RabbitMQ Really Cares About Your Hostname Nodename
rabbitmq infrastructure
This is something I ran into at work and it ended up being a quite interesting rabbit hole that I wanted to write about.
It all started with trying to remove a piece of infrastructure at work that creates DNS A records for an instance’ hostname. We use the Consul peer discovery backend for RabbitMQ1. This uses Consul to discover instances that should form a cluster. With the simplest config, it seems to use the hostname as the address it registers in Consul which the other cluster members use to try to connect to it, so the hostname needs to be a DNS address that resolves to that particular instance. This isn’t always the case so upon disabling the piece of infrastructure that created those A records, the RabbitMQ instances we no longer able to cluster.
The first step I look was configuring RabbitMQ to register the IP
address as the node’s address in Consul so that other instances would
use that for clustering - circumventing the need for a resolvable
hostname. Well, this didn’t work. I could see in the debug
logs2 that the instances were correctly trying to connect
to one another with the address rabbit@<ip address>
which is what I
expected. What I didn’t expect, however, was the result the node was
getting:
{badrpc,nodedown}
One thing to note is that the debug logs often include very Erlang-y
things, as you’d expect from the debug logs of something written in
Erlang. This means that the errors, like what is logged here, are in
the Erlang tuple style of {<error>, <reason>}
. I tracked this down
as the result of a call to rpc:call/4
3. So, this error
indicates that the RabbitMQ instance was unable to make and RPC call
to another RabbitMQ instance because it believes the other instance is
down. This set me off trying to figure out if there was something
wrong with the network configuration because the other node was
definitely up.
After finding that there was nothing wrong there either - I could telnet to the specific port that the Erlang RPC system connects to. Scratching my chin, I decided to change tack and use the DNS peer discovery backend4. My initial assumption for this one was that given a DNS address that resolves to a set of IPs, those would be used to form that cluster. However, there is an extra step in there - upon retrieving the IP addresses, the backend then does a reverse DNS lookup to get the hostnames so the instances still need to have resolvable hostnames. In retrospect, this behaviour is clearly document and I had just made a faulty assumption but it is not the behaviour I expected because reverse DNS lookups are pretty uncommon in service discovery. As this was all running in AWS, it was able to perform a reverse lookup, however, due to our VPC configuration it returned the old IP address format. The RabbitMQ node then tries to filter itself out of the list by comparing its node name (this is an Erlang concept5) to the DNS addresses it resolved. As the hostname (and by extension node name) was not in the list, the discovery would fail. The fix for this was relatively simple - set the hostname to the IP address format hostname that the internal AWS DNS resolver was returning. Whilst this works, I didn’t want to use the IP address format because it is older and has restrictions the newer resource naming format does not have.

__ACTIONS TO TAKE__
1. Quote the RabbitMQ post from "RabbitMQ Really Cares" up to and including "able to cluster.".
2. List every code fragment that the RabbitMQ post quotes, such as node addresses, error tuples and function names.

__DATA SUPPLIED__
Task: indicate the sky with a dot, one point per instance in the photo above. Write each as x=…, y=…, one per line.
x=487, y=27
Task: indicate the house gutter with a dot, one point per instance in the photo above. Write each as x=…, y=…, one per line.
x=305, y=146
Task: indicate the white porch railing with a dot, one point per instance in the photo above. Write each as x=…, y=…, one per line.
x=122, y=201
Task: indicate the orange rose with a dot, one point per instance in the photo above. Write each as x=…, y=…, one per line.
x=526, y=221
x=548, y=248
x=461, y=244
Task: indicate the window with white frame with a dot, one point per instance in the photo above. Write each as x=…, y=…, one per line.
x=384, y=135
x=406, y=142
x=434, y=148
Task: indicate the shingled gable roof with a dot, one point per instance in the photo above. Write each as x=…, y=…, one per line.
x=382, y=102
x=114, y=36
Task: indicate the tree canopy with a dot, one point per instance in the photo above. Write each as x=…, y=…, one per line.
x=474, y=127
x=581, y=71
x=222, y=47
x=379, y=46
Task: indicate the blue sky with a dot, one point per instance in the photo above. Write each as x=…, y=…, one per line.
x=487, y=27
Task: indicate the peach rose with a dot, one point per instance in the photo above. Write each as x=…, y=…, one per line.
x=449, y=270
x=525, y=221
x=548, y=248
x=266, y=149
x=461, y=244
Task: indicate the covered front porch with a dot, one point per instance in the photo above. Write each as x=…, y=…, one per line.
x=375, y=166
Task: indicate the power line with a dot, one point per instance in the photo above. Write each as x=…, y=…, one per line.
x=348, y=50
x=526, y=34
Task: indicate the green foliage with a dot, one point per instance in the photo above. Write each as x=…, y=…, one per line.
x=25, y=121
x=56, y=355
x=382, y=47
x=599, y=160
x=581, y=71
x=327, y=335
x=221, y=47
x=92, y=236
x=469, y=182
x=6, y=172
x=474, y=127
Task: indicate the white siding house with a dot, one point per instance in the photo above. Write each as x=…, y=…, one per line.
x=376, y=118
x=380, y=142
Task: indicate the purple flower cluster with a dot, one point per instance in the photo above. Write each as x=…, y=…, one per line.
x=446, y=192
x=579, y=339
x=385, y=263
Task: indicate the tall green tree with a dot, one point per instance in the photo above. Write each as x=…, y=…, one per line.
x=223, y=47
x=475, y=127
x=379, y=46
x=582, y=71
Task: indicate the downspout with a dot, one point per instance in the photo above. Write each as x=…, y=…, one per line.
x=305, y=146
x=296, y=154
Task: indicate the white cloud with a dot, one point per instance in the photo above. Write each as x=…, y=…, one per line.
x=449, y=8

__RESPONSE LIST__
1.
RabbitMQ Really Cares About Your Hostname Nodename
rabbitmq infrastructure
This is something I ran into at work and it ended up being a quite interesting rabbit hole that I wanted to write about.
It all started with trying to remove a piece of infrastructure at work that creates DNS A records for an instance’ hostname. We use the Consul peer discovery backend for RabbitMQ1. This uses Consul to discover instances that should form a cluster. With the simplest config, it seems to use the hostname as the address it registers in Consul which the other cluster members use to try to connect to it, so the hostname needs to be a DNS address that resolves to that particular instance. This isn’t always the case so upon disabling the piece of infrastructure that created those A records, the RabbitMQ instances we no longer able to cluster.

2.
- rabbit@<ip address>
- {badrpc,nodedown}
- {<error>, <reason>}
- rpc:call/4